Natural language region descriptions:
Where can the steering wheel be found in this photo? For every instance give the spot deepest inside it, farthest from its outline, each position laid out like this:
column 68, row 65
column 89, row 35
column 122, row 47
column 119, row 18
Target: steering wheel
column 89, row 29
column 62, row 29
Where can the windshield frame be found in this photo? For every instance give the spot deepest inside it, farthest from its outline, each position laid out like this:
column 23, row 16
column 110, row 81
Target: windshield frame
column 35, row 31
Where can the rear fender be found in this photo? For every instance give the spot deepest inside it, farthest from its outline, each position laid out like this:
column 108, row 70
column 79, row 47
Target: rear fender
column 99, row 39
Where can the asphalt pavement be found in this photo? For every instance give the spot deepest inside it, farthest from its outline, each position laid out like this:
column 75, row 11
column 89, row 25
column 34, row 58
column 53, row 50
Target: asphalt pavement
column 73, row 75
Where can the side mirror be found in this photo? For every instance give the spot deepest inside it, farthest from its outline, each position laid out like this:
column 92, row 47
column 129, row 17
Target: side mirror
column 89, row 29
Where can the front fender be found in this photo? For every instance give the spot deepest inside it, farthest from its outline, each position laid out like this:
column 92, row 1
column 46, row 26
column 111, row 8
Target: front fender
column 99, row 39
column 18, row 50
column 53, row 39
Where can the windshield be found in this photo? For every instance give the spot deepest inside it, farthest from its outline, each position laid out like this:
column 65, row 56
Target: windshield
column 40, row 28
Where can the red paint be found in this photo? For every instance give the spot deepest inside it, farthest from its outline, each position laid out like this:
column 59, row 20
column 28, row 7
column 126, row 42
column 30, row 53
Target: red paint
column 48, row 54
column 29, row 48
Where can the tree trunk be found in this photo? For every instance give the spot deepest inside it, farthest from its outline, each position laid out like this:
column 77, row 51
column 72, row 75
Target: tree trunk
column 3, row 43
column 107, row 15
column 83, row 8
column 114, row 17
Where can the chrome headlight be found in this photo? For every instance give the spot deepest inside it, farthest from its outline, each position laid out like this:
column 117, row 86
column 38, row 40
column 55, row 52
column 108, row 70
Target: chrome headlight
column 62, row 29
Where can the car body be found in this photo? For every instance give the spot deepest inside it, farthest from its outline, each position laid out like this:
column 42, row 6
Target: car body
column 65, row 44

## Required work
Give the data again in full, keeping every line as it was.

## Result of the exercise
Where can the steering wheel be found in this photo? For every instance give the spot deepest inside it, farthest from its outline, each position laid out like this:
column 68, row 65
column 89, row 35
column 122, row 47
column 119, row 18
Target: steering wheel
column 89, row 29
column 62, row 29
Where can the windshield frame be found in this photo? For every instance give the spot deepest inside it, farthest from its outline, each position laid out like this:
column 23, row 16
column 110, row 81
Target: windshield frame
column 35, row 31
Where can the rear fender be found in this photo? For every instance give the spot deepest inside it, farthest from its outline, each position laid out like this:
column 108, row 70
column 79, row 47
Target: rear fender
column 99, row 39
Where can the asphalt pavement be found in this photo? For every instance give the spot deepest inside it, farthest from its outline, each position laid out like this:
column 75, row 11
column 89, row 25
column 34, row 58
column 53, row 50
Target: asphalt pavement
column 73, row 75
Where can the side mirror be found in this photo? For every instance give the spot deepest inside it, farthest from its outline, each position laid out like this:
column 92, row 47
column 129, row 17
Target: side mirror
column 89, row 29
Where can the front fender be found in this photo? For every instance give the spot deepest inside it, farthest from its outline, each position laid out like this:
column 92, row 1
column 46, row 26
column 111, row 8
Target: front fender
column 99, row 39
column 18, row 50
column 53, row 39
Where can the windshield be found in this photo? For every instance give the spot deepest inside it, farthest from its outline, each position laid out like this:
column 65, row 56
Target: windshield
column 40, row 28
Where can the red paint be found in this photo? For every instance give the spot deepest inside it, farthest from its outline, each position laid out like this:
column 59, row 20
column 28, row 7
column 126, row 42
column 30, row 53
Target: red paint
column 48, row 54
column 29, row 48
Where can the tree trunk be found in this photo? For every instance give the spot deepest inside it, farthest from its outline, each position laid out like this:
column 77, row 51
column 72, row 75
Target: tree trunk
column 3, row 43
column 107, row 15
column 83, row 8
column 114, row 17
Where can the chrome headlight be found in this photo? For every instance give the spot deepest inside it, farthest from its outline, each position laid out like this:
column 117, row 86
column 38, row 40
column 55, row 52
column 108, row 70
Target: chrome headlight
column 62, row 29
Where can the car body be found in this photo? For every instance give the spot deepest inside it, farthest from its outline, each position laid out like this:
column 42, row 6
Target: car body
column 65, row 44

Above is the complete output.